_Task material_
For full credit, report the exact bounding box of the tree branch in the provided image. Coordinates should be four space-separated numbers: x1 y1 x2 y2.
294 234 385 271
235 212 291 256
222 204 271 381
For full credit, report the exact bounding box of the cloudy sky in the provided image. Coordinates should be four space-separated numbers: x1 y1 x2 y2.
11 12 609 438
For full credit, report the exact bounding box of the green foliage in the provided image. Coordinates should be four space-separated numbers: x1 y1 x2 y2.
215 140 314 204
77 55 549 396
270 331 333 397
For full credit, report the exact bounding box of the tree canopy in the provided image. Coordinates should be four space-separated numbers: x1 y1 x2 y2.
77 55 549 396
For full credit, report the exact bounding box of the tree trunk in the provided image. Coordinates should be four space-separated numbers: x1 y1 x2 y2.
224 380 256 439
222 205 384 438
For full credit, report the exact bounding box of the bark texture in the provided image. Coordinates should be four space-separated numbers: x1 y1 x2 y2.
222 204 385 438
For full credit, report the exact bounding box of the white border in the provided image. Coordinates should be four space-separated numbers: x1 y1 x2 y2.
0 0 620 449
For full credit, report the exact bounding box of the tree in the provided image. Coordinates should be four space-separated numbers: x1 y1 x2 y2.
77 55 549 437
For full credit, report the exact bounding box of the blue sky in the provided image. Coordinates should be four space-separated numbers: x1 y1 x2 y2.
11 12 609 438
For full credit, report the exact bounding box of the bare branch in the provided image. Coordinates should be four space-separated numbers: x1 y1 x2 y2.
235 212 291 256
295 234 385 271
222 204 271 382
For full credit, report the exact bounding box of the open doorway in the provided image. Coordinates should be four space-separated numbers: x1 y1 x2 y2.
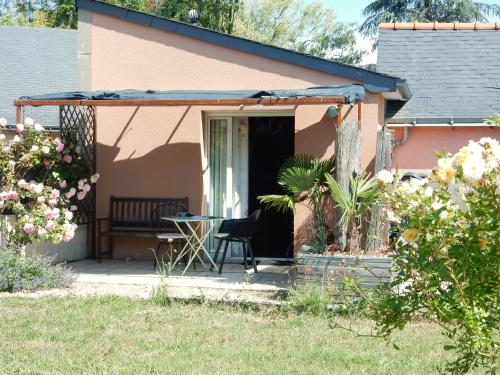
205 116 295 260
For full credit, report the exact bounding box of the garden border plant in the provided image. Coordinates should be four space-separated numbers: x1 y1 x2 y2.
0 118 99 292
336 138 500 374
0 118 99 249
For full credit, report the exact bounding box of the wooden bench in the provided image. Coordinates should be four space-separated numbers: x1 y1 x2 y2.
97 196 188 263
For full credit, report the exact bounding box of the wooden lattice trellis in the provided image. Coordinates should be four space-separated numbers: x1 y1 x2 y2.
59 105 96 254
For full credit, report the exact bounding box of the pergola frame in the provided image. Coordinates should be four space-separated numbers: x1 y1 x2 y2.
14 96 362 256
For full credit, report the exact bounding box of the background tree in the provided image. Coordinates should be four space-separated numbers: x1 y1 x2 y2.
0 0 241 33
234 0 364 64
0 0 364 64
360 0 500 36
155 0 242 34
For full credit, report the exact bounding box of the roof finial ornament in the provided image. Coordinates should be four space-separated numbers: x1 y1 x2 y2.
188 9 200 25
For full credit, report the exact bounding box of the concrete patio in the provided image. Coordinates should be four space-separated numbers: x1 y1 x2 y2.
68 259 290 303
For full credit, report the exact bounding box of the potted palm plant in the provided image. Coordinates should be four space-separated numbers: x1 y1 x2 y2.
258 155 335 253
293 174 392 288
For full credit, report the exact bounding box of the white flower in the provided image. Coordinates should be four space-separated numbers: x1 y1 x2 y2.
431 201 443 211
448 182 469 212
17 179 28 189
387 210 401 224
439 211 449 220
90 173 101 184
375 169 394 185
30 183 43 194
462 157 486 182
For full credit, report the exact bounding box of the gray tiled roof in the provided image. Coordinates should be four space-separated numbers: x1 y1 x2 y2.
0 26 78 126
377 30 500 121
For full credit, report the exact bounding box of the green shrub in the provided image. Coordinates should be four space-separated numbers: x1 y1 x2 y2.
0 249 74 292
370 138 500 374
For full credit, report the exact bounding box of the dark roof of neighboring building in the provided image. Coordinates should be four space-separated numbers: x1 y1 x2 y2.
76 0 411 99
377 22 500 123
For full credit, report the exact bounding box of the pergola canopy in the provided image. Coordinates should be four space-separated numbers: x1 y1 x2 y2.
14 84 365 106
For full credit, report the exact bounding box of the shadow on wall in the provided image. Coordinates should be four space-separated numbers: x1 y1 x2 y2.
97 140 203 259
295 113 336 158
94 14 350 89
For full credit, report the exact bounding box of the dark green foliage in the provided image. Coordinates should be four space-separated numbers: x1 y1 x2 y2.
360 0 500 36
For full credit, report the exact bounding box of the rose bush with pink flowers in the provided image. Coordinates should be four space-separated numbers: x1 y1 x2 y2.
0 118 99 246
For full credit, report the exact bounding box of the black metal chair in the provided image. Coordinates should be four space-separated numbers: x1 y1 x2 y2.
212 209 262 273
151 204 189 270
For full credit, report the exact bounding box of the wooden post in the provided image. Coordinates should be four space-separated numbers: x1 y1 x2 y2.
358 102 361 129
16 105 23 124
366 128 394 251
335 122 361 250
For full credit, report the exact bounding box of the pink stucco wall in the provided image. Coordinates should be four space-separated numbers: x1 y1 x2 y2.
90 13 383 257
393 126 500 170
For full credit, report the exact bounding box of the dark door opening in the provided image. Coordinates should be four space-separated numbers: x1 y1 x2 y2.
248 117 295 258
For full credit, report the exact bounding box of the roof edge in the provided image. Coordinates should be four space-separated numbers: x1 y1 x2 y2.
76 0 404 93
379 22 500 30
385 116 491 125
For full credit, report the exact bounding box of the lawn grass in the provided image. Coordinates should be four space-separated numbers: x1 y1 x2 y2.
0 297 480 375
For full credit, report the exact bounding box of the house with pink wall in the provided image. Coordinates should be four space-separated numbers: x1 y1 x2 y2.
50 0 410 259
377 22 500 173
15 0 500 261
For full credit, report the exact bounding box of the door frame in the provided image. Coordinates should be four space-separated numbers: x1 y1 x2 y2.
202 109 295 264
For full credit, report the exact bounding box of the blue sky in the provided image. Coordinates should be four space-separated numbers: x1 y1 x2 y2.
323 0 500 23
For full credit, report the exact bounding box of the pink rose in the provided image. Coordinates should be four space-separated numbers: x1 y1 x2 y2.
45 220 56 230
65 188 76 199
63 233 75 243
17 179 28 189
43 208 54 220
56 143 64 153
90 173 101 184
23 223 35 234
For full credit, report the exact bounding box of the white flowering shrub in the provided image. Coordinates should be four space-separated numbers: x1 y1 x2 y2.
0 118 99 247
369 138 500 373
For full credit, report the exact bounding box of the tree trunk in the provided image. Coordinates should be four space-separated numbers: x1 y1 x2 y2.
335 122 361 250
366 130 393 251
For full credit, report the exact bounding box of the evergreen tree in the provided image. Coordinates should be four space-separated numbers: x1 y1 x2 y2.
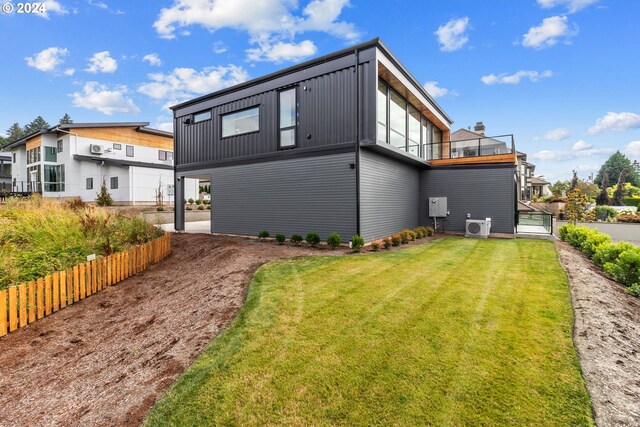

_What the task requires_
Reproduce the records above word for word, omitting the pictures.

_Result of the exercise_
For full credit, report the exact bounding box of the tree branch in the provided image. Coordinates should be four space-separated numbers: x1 y1 x2 y2.
294 234 385 271
235 212 291 256
222 204 271 381
For full credit, report the exact bounding box of the cloudy sky in the provided image. Coordinates should be four space-separated numbers: x1 y1 x2 y2.
11 12 609 438
For full credit, report the exact bounding box of the green foliage in the provided image. Coordinates should be four space-separated numbers: x1 y1 x2 y2.
215 140 314 204
77 55 549 396
270 331 333 397
For full credit, report the exact bounding box of the tree canopy in the provided image. Coordinates should be four space-separated numbers: x1 y1 x2 y2.
77 55 549 396
For full credit, report the exact bounding box of the tree trunk in the provided image. Coordinates should be four space-separated numbers: x1 y1 x2 y2.
224 380 256 439
222 205 384 438
For full credit, report the exact bounding box of the bark texture in the provided image. Coordinates should be four space-separated numbers: x1 y1 x2 y2.
222 204 385 438
For full credit, report the exact bounding box of the white border in the provided image. Coordinates should be four space-separated numbers: x1 y1 x2 y2.
0 0 620 449
For full credit, report the exact bounding box of the tree in the provided image. Coordinates should be four space-separated numbers: x1 y1 x2 y2.
77 55 549 437
For full credit, report the exact bounding box of the blue sky in the provided image. Coordinates should be four space-separated numbers: x1 y1 x2 y2.
11 12 609 438
For full credit, report the exact bounding box of the bare branch in the provided image. Coordinates should be four space-separated numbers: x1 y1 x2 y2.
235 212 291 256
295 234 385 271
222 204 271 382
For full credit, report the exact bounding box of the open doorway in the provided image. Coordinates should be four space-separated numbers: x1 y1 x2 y2.
205 116 295 260
For full credit, report the exact bounding box of the garden border plant in the provided image. Coordinates should be four space-separated numbers: x1 y1 x2 y2.
0 118 99 292
336 138 500 374
0 118 99 249
For full credit, report the exact bounding box of the wooden bench in the provided image. Coordinates should be four space-separated numbers: x1 y1 x2 y2.
97 196 188 263
For full credit, report the exact bounding box of the wooden lattice trellis in the provided image. Coordinates should be four space-separated numbers: x1 y1 x2 y2.
59 105 96 254
For full credit, report the exact bounding box of the pergola frame in the provided image. Coordinates should be four space-separated numbers: x1 y1 x2 y2.
14 96 362 256
For full credit, report the exact bounding box of the background tree in the provided image. Coordinates should be four space-separated numbers: x1 y1 x2 y2.
0 0 241 33
234 0 364 64
0 0 364 64
360 0 500 36
155 0 242 34
For full credit, report the exact bounding box of the roof finial ornament in the provided image. Coordinates should be four space-separated numbers: x1 y1 x2 y2.
188 9 200 25
For full credit, report the exact bounding box of the concrete patio in the provided image. Coordinates should be four space-separated numbers: x1 y1 x2 y2.
68 259 290 303
For full credit, report the exact bounding box of the potted palm plant in the provided image. Coordinates should be four space-separated numbers: x1 y1 x2 y2.
258 155 335 253
293 174 392 288
For full credit, report the exact bounding box of the white flower in the provided image. Coordinates should be four space-separated numbers: x1 y1 x2 y2.
431 201 443 211
448 182 469 212
17 179 28 189
387 210 401 224
439 211 449 220
90 173 101 184
375 169 394 185
30 183 43 194
462 157 486 182
For full credit, report the exact bounding box of the gray tiled roof in the provided image. Coordinates should be four space-separated numbers: x1 y1 x2 y2.
0 26 78 126
377 30 500 121
For full credit, report the exact bounding box of the green shrub in the provided image. Coordinates should be four space-separated numbers: x1 y1 x2 y2.
0 249 74 292
370 138 500 374
For full credit, report the exact bounding box of the dark roof of neighboring building in the provided image. Coordinates should be four space-separated numbers: x1 y1 x2 y2.
76 0 411 99
377 22 500 123
For full credit, report the exact bounding box of the pergola canopy in the provided image. Coordinates should be four space-separated numbers: x1 y1 x2 y2.
14 84 365 106
For full credit, report the exact bounding box of the shadow on wall in the provided image. Coordinates should be four space-separated numbers: x1 y1 x2 y2.
97 140 203 259
295 113 336 158
94 14 350 89
For full credit, report the exact bounding box of the dark green foliage in the provided image. Coordinates should be four space-separated numbers: x1 y1 x2 y2.
360 0 500 36
For full credit, report the exact bounding box of the rose bush with pink flowers in the provided image. Coordinates should be four space-separated numbers: x1 y1 x2 y2.
0 118 99 246
For full credit, report the exact bounding box of the black metal chair in the provided image. Coordinates should be four space-separated numbers: x1 y1 x2 y2.
212 209 262 273
151 204 189 270
For full credit, report the exact bounding box of the wooden post in the provided image. Coordinates should be four space-separated numbers: x1 y1 x2 y2.
358 102 361 129
16 105 23 124
366 128 394 251
335 122 361 250
For full credit, report the exact bounding box of the pink stucco wall in the provided image. Coordinates should be four space-separated numbers: x1 y1 x2 y2.
90 13 383 257
393 126 500 170
For full credit, report the exact bounding box of the dark door opening in the provided image. Coordinates should be four space-separated numbers: x1 y1 x2 y2.
248 117 295 258
For full credit, report the exact bounding box of the roof edge in the provided image. Coordinates should be four space-separated numbers: x1 y1 x2 y2.
76 0 404 93
379 22 500 30
385 116 491 125
For full credit, report the exact bounding box of the lawn grass in the provided image. Coordinates should be four space-separated numbers: x1 y1 x2 y2.
0 297 480 375
For full credit, report the exact bounding box of the house with pink wall in the provided image. Coordinates should be four space-separated numbers: x1 y1 x2 y2.
50 0 410 259
377 22 500 173
15 0 500 261
For full credit, report the exact bounding box of the door frame in the provided image. Coordinates should be four space-separated numbers: x1 y1 x2 y2.
202 109 295 264
For full credit, report the exact bounding box of the blue sky in the provided image. Coordinates should be four space-separated numbers: x1 y1 x2 y2.
323 0 500 23
For full credit, report the exact bounding box of the pink rose in the provided image. Coordinates should be four space-separated numbers: x1 y1 x2 y2.
45 220 56 230
65 188 76 199
63 233 75 243
17 179 28 189
43 208 54 220
56 143 64 153
90 173 101 184
23 223 35 234
For full credit, report the exact bounding box of the white flowering shrub in the provided image. Coordinates should be four space-separated numbers: x1 y1 x2 y2.
0 118 99 247
369 138 500 373
For full credit, report the exact bounding box of the tree trunk in the provided image. Coordinates should be four space-separated numbers: x1 y1 x2 y2.
335 122 361 250
366 130 393 251
For full credit, report the exact bounding box of the evergreen tree in the provided image. Coordinates should be four space-separated numbers: x1 y1 x2 y2.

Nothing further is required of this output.